**What is expected**:
Pull out every line of the material below and reproduce each one verbatim, leaving nothing out.

**Material supplied**:
-------

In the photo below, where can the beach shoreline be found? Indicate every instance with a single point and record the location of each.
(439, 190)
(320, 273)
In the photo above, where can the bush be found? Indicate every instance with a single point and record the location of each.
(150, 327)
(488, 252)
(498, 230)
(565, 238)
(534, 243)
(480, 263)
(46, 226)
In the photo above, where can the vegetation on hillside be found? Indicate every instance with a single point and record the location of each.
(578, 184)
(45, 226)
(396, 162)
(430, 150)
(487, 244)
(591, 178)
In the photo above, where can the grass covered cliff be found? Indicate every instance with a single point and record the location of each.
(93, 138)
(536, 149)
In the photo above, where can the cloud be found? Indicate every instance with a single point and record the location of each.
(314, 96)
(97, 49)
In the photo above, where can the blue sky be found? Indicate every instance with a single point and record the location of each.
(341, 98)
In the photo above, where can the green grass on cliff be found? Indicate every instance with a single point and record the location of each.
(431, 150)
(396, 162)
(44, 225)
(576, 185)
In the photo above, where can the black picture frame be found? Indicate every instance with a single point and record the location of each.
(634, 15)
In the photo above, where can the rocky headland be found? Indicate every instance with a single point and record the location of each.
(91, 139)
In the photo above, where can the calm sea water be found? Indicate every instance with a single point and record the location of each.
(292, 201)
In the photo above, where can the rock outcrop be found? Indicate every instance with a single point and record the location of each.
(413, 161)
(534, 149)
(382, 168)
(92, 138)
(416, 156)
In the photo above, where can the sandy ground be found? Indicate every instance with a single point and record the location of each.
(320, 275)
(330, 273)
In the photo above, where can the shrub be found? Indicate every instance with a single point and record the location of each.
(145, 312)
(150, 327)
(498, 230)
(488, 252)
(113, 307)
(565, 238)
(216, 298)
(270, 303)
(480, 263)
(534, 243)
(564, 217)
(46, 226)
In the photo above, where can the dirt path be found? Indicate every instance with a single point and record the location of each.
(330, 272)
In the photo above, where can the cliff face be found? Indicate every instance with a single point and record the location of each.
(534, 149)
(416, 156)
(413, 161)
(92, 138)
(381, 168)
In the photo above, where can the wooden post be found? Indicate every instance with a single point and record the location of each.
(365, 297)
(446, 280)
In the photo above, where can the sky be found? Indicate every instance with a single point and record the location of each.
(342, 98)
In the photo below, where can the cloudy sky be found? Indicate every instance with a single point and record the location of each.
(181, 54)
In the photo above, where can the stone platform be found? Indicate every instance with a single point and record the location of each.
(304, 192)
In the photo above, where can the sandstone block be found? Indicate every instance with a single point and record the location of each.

-------

**Exercise answer**:
In the photo below, where can the beach shoreline be found? Indicate every instance with a single point and record the location of each.
(439, 190)
(320, 273)
In the photo above, where can the bush be found? Indicate every instance with a single point and record the location of each.
(150, 327)
(488, 252)
(498, 230)
(565, 238)
(534, 243)
(480, 263)
(46, 226)
In the photo above, where can the vegetation on hillside be found? Indicate every instance with a single point and record the location of each.
(578, 184)
(45, 226)
(396, 162)
(430, 150)
(487, 244)
(591, 178)
In the photo above, where can the grass covered cliff be found? Indicate every instance with a single point and record the location of each.
(93, 138)
(536, 149)
In the photo above, where can the cloud be found? Indicate every instance with a single point and record the location of each.
(314, 96)
(97, 49)
In the photo above, where can the blue sky be found? Indicate every instance with a single point and record the location of each.
(341, 98)
In the photo above, where can the green grass on cliff be found? Indicate every instance with a single point and record the location of each.
(431, 150)
(396, 162)
(44, 225)
(576, 185)
In the photo above, where can the black picture frame be found? Indicate every instance with a single point and record the location of each.
(634, 15)
In the photo above, where can the rocky headland be found? Indicate every instance with a single point and record the location of each.
(91, 139)
In the photo above, where can the calm sea water be found? Indicate every instance with a single point and record the location of each.
(292, 201)
In the photo above, where can the rock outcrop be found? Indicate every instance with a single point and record the location of each.
(413, 161)
(534, 149)
(382, 168)
(92, 138)
(416, 156)
In the photo above, where can the sandy ground be found? Indicate every instance with a single point and record the location of each.
(320, 275)
(330, 273)
In the photo above, where can the shrub be found? Indicate every instance with a single point and record the location of each.
(145, 312)
(150, 327)
(498, 230)
(488, 252)
(113, 307)
(565, 238)
(216, 298)
(270, 303)
(480, 263)
(534, 243)
(564, 217)
(46, 226)
In the photo above, where can the dirt path be found? Indicate every instance with a single point and record the location of each.
(330, 272)
In the photo above, where can the cliff face be found? Indicate every instance with a single point and record the location of each.
(534, 149)
(416, 156)
(413, 161)
(92, 138)
(381, 168)
In the photo above, where can the wooden post be found? Indicate every instance with a single point and record the location of each.
(365, 297)
(446, 280)
In the photo above, where can the sky be found? Indicate every instance with a single point and record the location of each.
(342, 98)
In the photo below, where can the cloudy sky be found? Indicate every instance with a single point and record the location of each.
(181, 54)
In the photo above, where can the stone platform be found? Indicate every instance with a single point and record the location of each.
(304, 192)
In the photo above, where can the sandstone block be found? Indicate every instance with a single point and record the location of each.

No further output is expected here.